Copy out the data exactly as it appears, without a single image.
+++ DATA +++
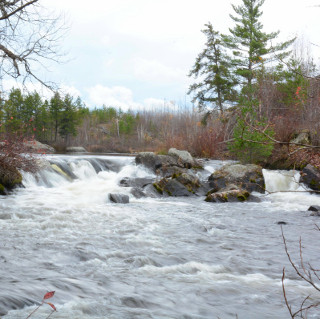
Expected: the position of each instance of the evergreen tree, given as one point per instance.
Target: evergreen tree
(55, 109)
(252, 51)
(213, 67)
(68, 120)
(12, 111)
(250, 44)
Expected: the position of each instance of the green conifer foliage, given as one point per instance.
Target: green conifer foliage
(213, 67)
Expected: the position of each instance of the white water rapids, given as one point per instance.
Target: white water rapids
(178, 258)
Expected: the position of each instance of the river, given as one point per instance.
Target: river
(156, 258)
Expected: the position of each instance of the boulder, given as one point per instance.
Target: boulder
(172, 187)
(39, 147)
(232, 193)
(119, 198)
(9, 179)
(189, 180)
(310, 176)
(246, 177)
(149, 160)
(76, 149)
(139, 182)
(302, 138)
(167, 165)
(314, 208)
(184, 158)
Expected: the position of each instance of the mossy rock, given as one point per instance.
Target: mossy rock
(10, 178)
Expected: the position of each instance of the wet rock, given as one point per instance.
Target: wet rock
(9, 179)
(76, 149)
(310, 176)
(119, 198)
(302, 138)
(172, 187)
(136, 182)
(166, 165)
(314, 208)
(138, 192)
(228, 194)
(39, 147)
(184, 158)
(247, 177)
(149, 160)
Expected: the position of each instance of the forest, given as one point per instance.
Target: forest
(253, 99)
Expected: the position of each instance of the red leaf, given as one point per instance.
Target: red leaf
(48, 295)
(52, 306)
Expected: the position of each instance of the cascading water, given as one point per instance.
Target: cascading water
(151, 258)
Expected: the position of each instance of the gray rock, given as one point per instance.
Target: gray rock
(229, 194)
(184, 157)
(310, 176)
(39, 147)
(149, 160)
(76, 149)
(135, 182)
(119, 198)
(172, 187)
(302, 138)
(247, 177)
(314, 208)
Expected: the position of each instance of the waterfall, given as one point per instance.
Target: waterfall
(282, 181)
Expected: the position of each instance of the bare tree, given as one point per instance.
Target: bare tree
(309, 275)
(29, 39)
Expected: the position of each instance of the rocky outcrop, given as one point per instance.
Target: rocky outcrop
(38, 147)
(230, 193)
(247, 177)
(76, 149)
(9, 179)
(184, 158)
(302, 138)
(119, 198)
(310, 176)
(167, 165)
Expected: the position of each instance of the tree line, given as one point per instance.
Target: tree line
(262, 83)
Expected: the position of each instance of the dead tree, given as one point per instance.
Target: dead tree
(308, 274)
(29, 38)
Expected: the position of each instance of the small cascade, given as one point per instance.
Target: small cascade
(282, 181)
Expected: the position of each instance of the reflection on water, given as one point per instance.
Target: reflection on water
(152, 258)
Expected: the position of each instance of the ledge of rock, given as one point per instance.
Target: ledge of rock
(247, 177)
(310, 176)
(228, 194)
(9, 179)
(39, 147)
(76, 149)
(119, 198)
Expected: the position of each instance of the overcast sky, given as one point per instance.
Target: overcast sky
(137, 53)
+++
**ANSWER SPACE**:
Expected: the position of each instance of the evergreen tree, given as one point per instance.
Target: evergreen tree
(55, 109)
(252, 51)
(213, 67)
(68, 120)
(12, 111)
(250, 44)
Expected: the position of each instance of the green conifer foliage, given as one point per instance.
Target: green conifer foliage
(213, 67)
Expected: the position of each instance of the white water rapids, given as one point per instance.
Target: white water rapids
(178, 258)
Expected: the position of each instance of the river, given as one point per instance.
Target: river
(156, 258)
Expected: the position of each instance of the boulder, given as one point per instance.
Target: boulder
(172, 187)
(39, 147)
(232, 193)
(119, 198)
(9, 179)
(189, 180)
(310, 176)
(246, 177)
(149, 160)
(76, 149)
(139, 182)
(302, 138)
(167, 165)
(314, 208)
(184, 158)
Expected: the position of each instance of the mossy rock, given as one point per instance.
Target: mossy rock
(10, 178)
Expected: the position of each instance of the wet rock, given as one point per instance.
Target: wet rock
(9, 179)
(76, 149)
(310, 176)
(119, 198)
(302, 138)
(172, 187)
(136, 182)
(166, 165)
(314, 208)
(138, 192)
(228, 194)
(39, 147)
(184, 158)
(247, 177)
(149, 160)
Expected: the position of each instance of the forest, given as one point per instance.
Target: forest
(253, 99)
Expected: the position of each instance of the red leaf, given as one point per instance.
Target: red leaf
(48, 295)
(52, 306)
Expected: the position of each instance of the cascading water, given as one point per instance.
Target: cascading water
(151, 258)
Expected: the position of each instance of the gray rock, given as one point per instance.
Target: gray rock
(229, 194)
(184, 157)
(310, 176)
(39, 147)
(149, 160)
(76, 149)
(135, 182)
(119, 198)
(172, 187)
(302, 138)
(247, 177)
(314, 208)
Expected: the position of each instance of the waterfall, given as one point per instance.
Target: waterfall
(282, 181)
Expected: the position of each instance of the bare tree, given as one point per instance.
Target: bare tree
(309, 275)
(29, 39)
Expected: the position of each instance of the rocky outcrop, given as one point per instance.
Target: rocky outcrop
(38, 147)
(230, 193)
(247, 177)
(76, 149)
(9, 179)
(184, 158)
(302, 138)
(119, 198)
(310, 176)
(167, 165)
Expected: the position of each instance of the tree line, given as one point per instance.
Target: tree line
(262, 83)
Expected: the position of each instance of the dead tree, given as one point per instance.
Target: dead tree
(308, 274)
(29, 38)
Expected: the position of each instance of the small cascade, given as one point per instance.
Target: small cascade
(282, 181)
Expected: the position of each instance of the reflection on water, given as one point per instance.
Target: reflection on water
(152, 258)
Expected: the position of each instance of the ledge of rock, given as one point per instance.
Target: ledge of rock
(247, 177)
(310, 176)
(228, 194)
(9, 179)
(39, 147)
(76, 149)
(119, 198)
Expected: the position of each instance of the overcast sky, given as one point per instance.
Target: overcast sky
(137, 53)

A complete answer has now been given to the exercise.